::: QUELLE

Stell dir vor du bist mies drauf und motzt rum und deine Angestellte lächelt dich die ganze Zeit an... ist zwar nett von dir gemeint, aber was würdest du denken? Ich würde denken "Schleimer!" und das wirds wohl sein.

Das ist nicht bös gemeint, du meinst es ja auch nur gut.

Aber dein Chef ist ein älterer Herr, der es wahrscheinlich noch gewohnt ist "Frauen gehören hinter den Herd!", vielleicht paßt ihm auch irgendwas an dir nicht. Und solange du immer lächelst wirst du bei ihm nicht im ansehen steigen.

Das soll nicht bedeuten, dass du ihm mal die Meinung husten sollst oder ihn beschimpfen. Aber eventuell solltest du nicht mit einem lächeln auf "gemotze" reagieren. Du darfst ruhig "zeigen" das dir das nicht paßt. Und natürlich dabei höflich bleiben. 

Ich würde sicher nicht lächeln wenn mich jemand anpampt. Ich wäre ernst und höflich. Wenn er es dann irgendwann nicht unterläßt, kannst du ihm ruhig mal fragen ob du was verkehrt gemacht hast oder warum er dir gegenüber so patzig ist.

::::::
::: DATENAUSZÜGE

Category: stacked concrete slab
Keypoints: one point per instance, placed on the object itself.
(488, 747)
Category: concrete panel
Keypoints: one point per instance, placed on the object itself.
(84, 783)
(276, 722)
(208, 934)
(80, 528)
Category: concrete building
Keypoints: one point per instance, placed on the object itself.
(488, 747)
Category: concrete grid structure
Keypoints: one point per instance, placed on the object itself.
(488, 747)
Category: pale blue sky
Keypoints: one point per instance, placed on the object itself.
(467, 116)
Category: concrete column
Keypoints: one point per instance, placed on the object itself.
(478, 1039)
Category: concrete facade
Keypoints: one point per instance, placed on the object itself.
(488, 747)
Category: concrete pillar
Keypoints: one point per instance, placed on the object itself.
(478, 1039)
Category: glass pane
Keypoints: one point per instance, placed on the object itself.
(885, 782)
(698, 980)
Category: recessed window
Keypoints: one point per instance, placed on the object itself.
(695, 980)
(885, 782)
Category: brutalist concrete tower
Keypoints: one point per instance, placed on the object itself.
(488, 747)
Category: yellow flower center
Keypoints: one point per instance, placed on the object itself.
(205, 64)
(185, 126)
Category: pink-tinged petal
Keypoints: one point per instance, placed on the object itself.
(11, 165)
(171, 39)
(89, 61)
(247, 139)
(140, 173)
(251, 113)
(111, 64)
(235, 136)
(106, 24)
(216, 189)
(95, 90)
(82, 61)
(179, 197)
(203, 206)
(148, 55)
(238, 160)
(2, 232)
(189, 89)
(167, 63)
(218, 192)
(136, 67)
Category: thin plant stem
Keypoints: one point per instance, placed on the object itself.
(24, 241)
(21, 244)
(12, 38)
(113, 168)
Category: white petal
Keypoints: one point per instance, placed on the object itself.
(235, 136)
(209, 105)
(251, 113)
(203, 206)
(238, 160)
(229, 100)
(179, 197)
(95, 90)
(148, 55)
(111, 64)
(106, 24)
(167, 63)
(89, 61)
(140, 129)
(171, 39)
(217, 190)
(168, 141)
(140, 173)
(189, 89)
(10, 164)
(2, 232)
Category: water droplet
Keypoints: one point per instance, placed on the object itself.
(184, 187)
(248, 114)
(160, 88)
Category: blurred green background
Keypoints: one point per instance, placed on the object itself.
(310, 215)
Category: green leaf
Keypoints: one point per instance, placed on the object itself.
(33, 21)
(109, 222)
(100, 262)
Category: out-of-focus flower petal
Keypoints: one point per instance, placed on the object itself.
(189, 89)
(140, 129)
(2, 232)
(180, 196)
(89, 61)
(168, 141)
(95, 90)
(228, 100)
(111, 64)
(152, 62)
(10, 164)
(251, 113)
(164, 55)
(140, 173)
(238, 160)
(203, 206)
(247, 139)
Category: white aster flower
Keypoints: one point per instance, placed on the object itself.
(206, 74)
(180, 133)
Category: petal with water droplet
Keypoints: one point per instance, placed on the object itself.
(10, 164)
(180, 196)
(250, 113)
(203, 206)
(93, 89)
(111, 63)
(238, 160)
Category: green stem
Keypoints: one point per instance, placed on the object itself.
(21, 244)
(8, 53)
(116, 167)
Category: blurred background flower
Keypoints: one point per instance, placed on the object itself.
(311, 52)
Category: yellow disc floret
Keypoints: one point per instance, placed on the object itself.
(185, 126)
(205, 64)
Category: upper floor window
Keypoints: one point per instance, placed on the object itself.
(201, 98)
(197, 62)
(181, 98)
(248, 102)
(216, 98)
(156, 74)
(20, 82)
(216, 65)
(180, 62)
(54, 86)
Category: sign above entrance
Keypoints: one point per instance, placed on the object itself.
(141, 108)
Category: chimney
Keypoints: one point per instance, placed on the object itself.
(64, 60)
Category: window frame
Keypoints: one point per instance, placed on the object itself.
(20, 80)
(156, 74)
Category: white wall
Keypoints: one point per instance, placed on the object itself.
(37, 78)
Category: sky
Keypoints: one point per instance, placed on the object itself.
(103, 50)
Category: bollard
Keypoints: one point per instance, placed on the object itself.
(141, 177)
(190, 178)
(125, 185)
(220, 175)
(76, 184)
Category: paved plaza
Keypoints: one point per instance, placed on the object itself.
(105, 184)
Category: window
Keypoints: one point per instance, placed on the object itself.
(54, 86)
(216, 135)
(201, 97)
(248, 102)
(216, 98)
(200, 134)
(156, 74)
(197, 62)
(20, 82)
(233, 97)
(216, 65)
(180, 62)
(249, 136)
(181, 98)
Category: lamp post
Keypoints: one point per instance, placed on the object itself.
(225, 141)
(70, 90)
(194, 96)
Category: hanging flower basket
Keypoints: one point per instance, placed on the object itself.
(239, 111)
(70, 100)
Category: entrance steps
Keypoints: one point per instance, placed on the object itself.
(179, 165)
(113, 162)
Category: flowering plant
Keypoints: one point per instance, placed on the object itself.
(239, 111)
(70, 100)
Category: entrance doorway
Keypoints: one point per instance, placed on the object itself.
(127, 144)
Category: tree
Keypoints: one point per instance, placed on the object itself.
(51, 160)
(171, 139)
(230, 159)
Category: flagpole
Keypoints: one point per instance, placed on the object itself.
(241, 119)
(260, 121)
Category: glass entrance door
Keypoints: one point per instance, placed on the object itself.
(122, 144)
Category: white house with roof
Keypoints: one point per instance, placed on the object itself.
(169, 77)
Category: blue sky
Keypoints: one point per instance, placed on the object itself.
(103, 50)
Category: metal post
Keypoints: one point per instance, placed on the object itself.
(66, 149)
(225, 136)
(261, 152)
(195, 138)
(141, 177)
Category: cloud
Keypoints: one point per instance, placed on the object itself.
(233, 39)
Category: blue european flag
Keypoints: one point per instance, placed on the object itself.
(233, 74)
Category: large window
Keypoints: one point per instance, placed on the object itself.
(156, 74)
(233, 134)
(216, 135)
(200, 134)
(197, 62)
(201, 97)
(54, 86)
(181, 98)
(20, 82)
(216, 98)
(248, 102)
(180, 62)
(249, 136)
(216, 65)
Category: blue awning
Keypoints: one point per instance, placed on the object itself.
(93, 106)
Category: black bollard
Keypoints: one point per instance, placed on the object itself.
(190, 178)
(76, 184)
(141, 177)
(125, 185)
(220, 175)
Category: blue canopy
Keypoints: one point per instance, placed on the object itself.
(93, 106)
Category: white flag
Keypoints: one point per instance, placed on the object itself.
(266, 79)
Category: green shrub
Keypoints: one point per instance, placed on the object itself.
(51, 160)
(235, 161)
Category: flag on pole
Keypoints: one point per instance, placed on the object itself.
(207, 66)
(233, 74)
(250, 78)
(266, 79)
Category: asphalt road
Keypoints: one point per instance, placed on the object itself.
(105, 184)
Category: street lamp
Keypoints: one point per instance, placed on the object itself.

::::::

→ **SCHRIFTLICHE AUFGABE**
Gib aus dem Forumsbeitrag über den Umgang mit dem Chef die Passage von „Aber dein Chef“ bis „dabei höflich bleiben.“ wortgetreu wieder.

→ **LÖSUNG ZUR AUFGABE**
Aber dein Chef ist ein älterer Herr, der es wahrscheinlich noch gewohnt ist "Frauen gehören hinter den Herd!", vielleicht paßt ihm auch irgendwas an dir nicht. Und solange du immer lächelst wirst du bei ihm nicht im ansehen steigen.

Das soll nicht bedeuten, dass du ihm mal die Meinung husten sollst oder ihn beschimpfen. Aber eventuell solltest du nicht mit einem lächeln auf "gemotze" reagieren. Du darfst ruhig "zeigen" das dir das nicht paßt. Und natürlich dabei höflich bleiben.